:: EXTRACT PROVIDED ::

Doctrine is the frame in which we live our lives. Children learn to walk not so they can brag to their friends that they have learned to walk, but so that they can run, play, come when you call them, flee from danger, run into your arms, and swim! We learn to walk so that we can live. Similarly, we aren’t meant to learn doctrine so we can brag that we understand doctrine better than the rest. We learn doctrine so that we can live well and represent God properly to everyone around us.
The Scottish native Sinclair Ferguson guides his readers through eighteen chapters of doctrine so that you will know what God has planned for you, what Christ has done for you, and who you are in Christ. J. I. Packer (who wrote the preface) notes that “Jesus told Peter to feed his lambs, not his giraffes” (x). Ferguson places the cookies on the bottom shelf. He doesn’t dumb down his material, but he makes doctrine readable.

:::

## BRIEF 1
Reproduce the passage on learning doctrine word for word, starting at "The Scottish native" and ending at "makes doctrine readable.".

:: DATA TO USE ::

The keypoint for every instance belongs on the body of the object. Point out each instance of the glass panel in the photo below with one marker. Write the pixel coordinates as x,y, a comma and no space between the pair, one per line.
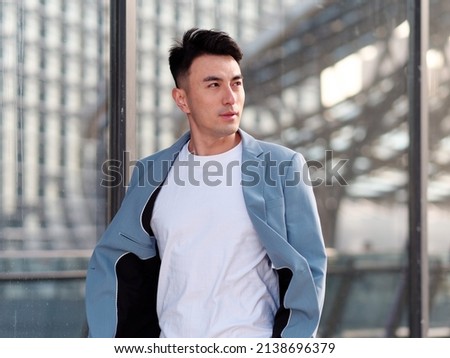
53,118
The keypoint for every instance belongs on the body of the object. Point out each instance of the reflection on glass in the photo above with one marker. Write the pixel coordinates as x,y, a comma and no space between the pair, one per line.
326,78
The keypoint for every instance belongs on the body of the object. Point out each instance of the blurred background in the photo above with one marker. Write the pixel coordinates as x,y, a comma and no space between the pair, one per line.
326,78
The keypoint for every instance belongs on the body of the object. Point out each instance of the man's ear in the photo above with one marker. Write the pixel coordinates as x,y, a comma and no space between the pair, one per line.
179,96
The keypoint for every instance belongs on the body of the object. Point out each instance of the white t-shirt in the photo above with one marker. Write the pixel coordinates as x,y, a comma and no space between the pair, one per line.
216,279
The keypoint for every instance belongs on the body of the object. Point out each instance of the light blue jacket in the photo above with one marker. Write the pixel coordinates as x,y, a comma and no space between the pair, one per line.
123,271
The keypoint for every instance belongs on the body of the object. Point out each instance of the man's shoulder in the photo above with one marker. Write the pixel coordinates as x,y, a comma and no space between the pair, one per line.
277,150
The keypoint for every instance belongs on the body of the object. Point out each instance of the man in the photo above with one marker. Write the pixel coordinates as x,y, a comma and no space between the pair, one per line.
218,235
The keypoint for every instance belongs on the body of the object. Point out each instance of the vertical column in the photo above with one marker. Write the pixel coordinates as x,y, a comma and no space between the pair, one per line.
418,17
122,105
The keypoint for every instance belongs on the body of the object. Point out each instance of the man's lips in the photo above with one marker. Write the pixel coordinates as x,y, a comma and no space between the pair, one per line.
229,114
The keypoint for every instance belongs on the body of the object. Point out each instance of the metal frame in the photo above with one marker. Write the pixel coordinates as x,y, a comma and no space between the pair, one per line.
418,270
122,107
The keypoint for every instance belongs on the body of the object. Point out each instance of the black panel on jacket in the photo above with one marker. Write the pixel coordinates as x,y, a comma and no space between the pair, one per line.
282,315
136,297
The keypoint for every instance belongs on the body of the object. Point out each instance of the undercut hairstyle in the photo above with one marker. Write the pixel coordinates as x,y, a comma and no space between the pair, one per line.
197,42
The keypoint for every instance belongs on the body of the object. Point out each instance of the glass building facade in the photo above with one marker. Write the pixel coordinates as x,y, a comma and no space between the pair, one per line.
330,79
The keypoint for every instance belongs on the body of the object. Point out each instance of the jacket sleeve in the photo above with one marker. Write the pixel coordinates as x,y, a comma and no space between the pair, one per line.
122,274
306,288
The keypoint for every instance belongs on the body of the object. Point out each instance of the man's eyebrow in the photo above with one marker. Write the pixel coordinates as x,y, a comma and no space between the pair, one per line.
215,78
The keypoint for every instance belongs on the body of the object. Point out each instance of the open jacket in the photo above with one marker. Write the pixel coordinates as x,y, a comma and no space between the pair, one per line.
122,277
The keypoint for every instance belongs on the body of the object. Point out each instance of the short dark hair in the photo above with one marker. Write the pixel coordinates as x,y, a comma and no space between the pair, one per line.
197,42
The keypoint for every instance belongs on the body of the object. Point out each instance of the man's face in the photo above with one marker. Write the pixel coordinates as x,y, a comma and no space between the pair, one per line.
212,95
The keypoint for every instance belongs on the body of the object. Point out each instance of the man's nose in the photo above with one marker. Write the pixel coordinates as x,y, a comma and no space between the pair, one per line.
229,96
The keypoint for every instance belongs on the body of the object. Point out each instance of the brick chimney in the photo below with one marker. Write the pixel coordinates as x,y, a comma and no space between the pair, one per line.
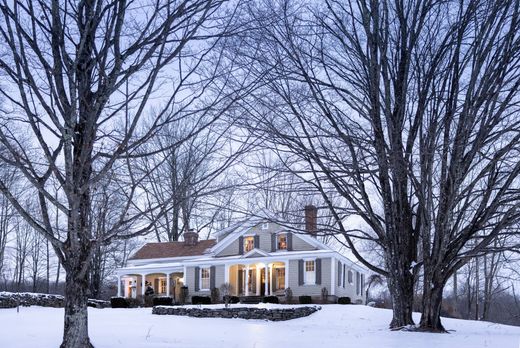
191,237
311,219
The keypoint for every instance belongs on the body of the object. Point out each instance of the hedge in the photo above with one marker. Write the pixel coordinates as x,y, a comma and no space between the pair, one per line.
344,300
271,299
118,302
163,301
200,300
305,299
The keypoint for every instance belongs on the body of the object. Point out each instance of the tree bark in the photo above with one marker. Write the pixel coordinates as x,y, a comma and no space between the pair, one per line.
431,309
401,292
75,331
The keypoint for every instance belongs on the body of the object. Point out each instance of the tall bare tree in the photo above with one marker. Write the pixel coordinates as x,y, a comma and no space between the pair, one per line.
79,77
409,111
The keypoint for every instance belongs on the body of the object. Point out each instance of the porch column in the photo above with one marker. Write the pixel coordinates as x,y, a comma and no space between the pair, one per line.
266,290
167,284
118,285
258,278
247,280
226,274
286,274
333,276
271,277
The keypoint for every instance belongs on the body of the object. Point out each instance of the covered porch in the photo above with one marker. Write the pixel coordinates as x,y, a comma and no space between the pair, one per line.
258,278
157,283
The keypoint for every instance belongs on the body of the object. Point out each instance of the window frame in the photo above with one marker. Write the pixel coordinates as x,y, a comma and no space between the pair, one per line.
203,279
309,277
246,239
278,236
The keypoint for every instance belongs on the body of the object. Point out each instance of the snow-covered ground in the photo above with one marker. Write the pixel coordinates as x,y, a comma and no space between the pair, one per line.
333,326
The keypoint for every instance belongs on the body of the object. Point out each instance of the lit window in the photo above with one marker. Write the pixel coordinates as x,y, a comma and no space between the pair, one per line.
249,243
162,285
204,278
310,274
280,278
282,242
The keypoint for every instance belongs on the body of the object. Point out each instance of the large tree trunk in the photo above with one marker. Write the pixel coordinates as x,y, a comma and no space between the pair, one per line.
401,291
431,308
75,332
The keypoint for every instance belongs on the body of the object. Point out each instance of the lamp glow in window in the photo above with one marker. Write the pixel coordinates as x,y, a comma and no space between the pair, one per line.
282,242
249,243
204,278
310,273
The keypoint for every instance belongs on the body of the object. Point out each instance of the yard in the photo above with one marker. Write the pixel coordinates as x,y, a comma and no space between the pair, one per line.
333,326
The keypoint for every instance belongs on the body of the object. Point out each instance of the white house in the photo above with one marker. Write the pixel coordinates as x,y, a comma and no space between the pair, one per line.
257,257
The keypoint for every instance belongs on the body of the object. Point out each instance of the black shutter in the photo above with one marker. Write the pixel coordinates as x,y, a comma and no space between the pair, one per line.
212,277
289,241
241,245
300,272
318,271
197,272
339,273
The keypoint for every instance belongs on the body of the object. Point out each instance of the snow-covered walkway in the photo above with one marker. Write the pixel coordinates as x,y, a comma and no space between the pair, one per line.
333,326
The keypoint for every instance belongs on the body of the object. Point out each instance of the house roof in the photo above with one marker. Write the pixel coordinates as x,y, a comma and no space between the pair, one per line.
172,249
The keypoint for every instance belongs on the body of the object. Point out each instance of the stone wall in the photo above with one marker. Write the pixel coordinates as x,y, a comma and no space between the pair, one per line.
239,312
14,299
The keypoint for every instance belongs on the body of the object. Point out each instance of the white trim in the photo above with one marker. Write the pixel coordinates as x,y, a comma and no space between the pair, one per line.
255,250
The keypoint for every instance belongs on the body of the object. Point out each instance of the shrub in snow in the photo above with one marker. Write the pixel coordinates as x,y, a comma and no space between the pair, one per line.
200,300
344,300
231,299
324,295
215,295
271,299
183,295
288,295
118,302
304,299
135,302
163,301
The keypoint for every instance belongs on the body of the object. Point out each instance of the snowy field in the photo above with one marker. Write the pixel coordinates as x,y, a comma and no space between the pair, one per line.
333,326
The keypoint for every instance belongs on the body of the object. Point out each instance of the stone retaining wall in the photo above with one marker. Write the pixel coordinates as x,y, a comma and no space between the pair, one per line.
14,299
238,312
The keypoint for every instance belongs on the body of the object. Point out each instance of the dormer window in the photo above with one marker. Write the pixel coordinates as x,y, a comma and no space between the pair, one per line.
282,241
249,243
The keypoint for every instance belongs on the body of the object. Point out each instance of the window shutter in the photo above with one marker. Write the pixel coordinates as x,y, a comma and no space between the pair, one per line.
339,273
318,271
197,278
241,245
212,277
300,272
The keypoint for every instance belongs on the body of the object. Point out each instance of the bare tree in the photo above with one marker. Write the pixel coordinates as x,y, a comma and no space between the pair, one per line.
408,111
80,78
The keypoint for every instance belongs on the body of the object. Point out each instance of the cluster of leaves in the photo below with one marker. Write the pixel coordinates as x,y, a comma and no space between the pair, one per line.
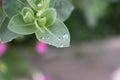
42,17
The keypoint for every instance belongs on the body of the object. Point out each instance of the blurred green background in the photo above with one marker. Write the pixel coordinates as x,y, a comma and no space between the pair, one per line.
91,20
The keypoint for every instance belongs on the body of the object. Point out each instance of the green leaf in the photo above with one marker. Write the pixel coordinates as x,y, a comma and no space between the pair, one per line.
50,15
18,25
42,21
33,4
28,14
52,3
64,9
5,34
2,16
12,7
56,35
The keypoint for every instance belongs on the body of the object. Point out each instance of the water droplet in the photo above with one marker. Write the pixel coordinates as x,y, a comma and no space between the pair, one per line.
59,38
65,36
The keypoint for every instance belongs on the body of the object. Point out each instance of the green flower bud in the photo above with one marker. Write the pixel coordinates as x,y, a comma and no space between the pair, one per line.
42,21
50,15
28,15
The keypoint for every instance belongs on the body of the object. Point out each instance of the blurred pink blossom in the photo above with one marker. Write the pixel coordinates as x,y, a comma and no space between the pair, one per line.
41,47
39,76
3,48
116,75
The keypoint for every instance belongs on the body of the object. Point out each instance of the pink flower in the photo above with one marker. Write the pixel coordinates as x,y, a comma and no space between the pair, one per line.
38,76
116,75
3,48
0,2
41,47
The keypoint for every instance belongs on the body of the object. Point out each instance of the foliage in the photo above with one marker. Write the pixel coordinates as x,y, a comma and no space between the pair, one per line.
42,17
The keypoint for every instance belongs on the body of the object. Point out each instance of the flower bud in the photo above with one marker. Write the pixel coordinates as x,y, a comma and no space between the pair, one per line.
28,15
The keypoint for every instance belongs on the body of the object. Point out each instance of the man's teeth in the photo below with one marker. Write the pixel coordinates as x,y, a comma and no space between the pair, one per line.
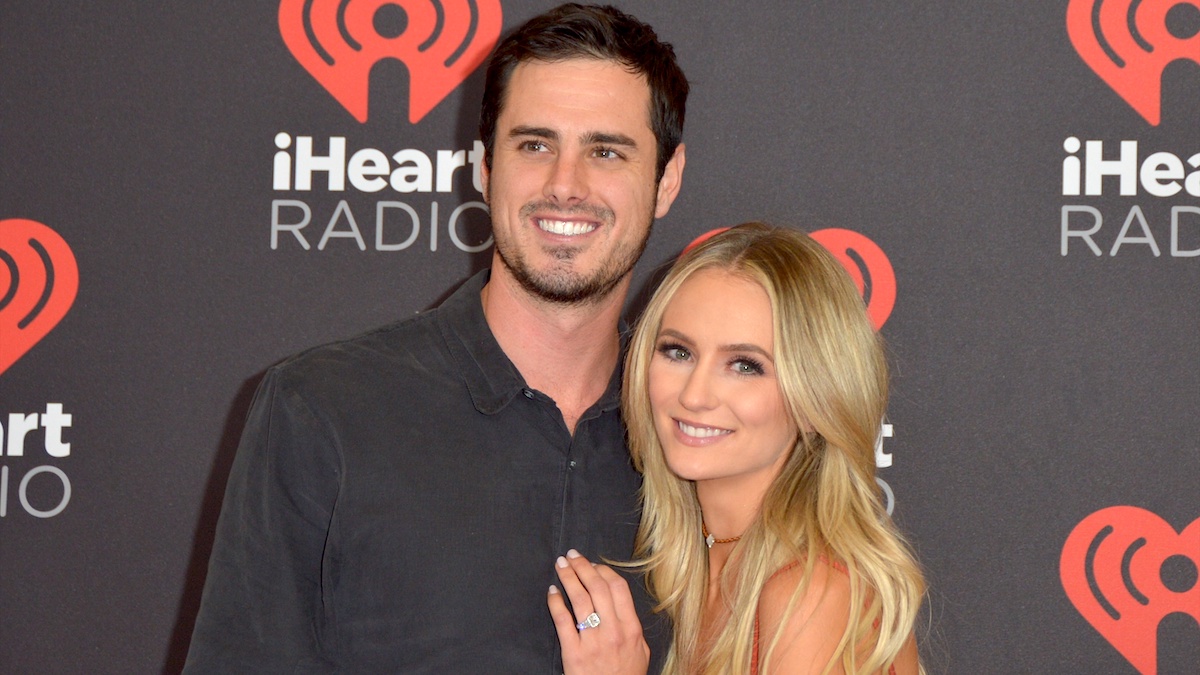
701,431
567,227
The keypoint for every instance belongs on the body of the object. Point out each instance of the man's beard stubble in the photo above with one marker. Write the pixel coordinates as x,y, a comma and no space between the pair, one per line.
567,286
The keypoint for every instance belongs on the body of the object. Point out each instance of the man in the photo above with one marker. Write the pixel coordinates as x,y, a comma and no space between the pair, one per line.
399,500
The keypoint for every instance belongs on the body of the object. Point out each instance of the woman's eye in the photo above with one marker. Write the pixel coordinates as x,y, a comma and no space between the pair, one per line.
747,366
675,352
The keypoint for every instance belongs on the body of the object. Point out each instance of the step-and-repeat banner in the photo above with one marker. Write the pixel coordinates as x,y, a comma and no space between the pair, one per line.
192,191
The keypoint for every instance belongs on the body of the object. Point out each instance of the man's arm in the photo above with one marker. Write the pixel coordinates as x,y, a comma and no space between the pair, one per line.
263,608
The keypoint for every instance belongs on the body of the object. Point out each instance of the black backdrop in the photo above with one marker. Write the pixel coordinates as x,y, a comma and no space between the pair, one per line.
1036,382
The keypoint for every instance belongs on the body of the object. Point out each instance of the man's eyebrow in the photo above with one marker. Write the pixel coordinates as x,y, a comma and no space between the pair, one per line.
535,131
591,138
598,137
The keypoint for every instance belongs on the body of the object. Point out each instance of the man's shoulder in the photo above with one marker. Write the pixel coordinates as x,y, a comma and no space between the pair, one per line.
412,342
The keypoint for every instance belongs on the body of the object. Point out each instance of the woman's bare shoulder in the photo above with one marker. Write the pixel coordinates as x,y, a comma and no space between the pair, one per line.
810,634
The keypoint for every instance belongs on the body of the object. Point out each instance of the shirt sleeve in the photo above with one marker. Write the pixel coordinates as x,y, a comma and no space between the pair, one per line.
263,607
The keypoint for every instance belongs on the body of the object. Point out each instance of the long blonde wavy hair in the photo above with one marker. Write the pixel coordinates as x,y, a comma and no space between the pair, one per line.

:::

## BRIEF 2
Find every row that contains the word "building", treating case as significant, and copy each of those rows in full.

## EXERCISE OUTPUT 1
The Scottish native Sinclair Ferguson guides his readers through eighteen chapters of doctrine so that you will know what God has planned for you, what Christ has done for you, and who you are in Christ. J. I. Packer (who wrote the preface) notes that “Jesus told Peter to feed his lambs, not his giraffes” (x). Ferguson places the cookies on the bottom shelf. He doesn’t dumb down his material, but he makes doctrine readable.

## EXERCISE OUTPUT 2
The keypoint for every instance belongs on the body of the object. Point out each instance of the glass building facade in the photo above with one marker. Write the pixel coordinates as x,y, a comma and no space between the pair, one per line.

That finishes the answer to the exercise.